Me gusta correr tras las palabras. Cuando no las tengo, siento que algo aniquila mi alma. Al oírlas y verlas, las arrullo con todos mis sentidos hasta agruparlas, una a una, con el bisturí de mi ser. Ellas tienen vida propia y sólo esperan a un director de orquesta para crear movimientos vibrantes.
Pueden ser sensuales como la caricia de un hombre sabio que busca en lo más intimo de su amada para despertar en ella el fuego sagrado y degustarlo después como al buen vino. Apasionadas, penetran en los rincones menos explorados del cuerpo hasta anular la inteligencia y la voluntad. Fantásticas, llegan a formar imágenes hechizantes en la consciencia anticipando lo que se sueña, hasta plasmar la sensibilidad de quien las acaricia. Geniales, para que los artistas y los creadores inspirados en la esencia que ellas guardan, cristalicen su obra de arte con sabiduría. Así, son las palabras: siempre en movimiento, tomando cuerpo en el tiempo y en el espacio para que los humanos puedan relatar, de forma alegórica, los principios que rigen la existencia de las cosas.
Cuando escribo, observo que las palabras juegan cual si fuera una partida de ajedrez: se colocan unas frente a las otras como fichas negras y blancas que están a la ofensiva y a la defensiva. Se miden, establecen su mejor estrategia, se planifican, se organizan, crean expectativas, se desplazan y buscan la mejor dimensión, hasta moldear el carácter de lo que quieren trasmitir. Una vez logrado el proceso de creatividad, ingenio e imaginación y ya completamente seguras de que han “capturado” al lector, sonríen desde el fondo de su alma, se miran orgullosas y proclaman, al unísono: ¡Jaque Mate!

ACTIVIDADES —
- 1) Repite sin cambios el pasaje del fragmento sobre las palabras desde "Me gusta correr" hasta "crear movimientos vibrantes.".
- 2) Explica en una o dos oraciones con qué fin, según el fragmento sobre las palabras, están estas siempre en movimiento y toman cuerpo en el tiempo y en el espacio.

DATOS PROPORCIONADOS —
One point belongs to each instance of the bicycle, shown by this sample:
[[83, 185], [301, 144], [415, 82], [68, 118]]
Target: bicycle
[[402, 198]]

SOLUCIONES —
- 1)
Me gusta correr tras las palabras. Cuando no las tengo, siento que algo aniquila mi alma. Al oírlas y verlas, las arrullo con todos mis sentidos hasta agruparlas, una a una, con el bisturí de mi ser. Ellas tienen vida propia y sólo esperan a un director de orquesta para crear movimientos vibrantes.

- 2) Las palabras están siempre en movimiento y toman cuerpo en el tiempo y en el espacio para que los humanos puedan relatar, de forma alegórica, los principios que rigen la existencia de las cosas.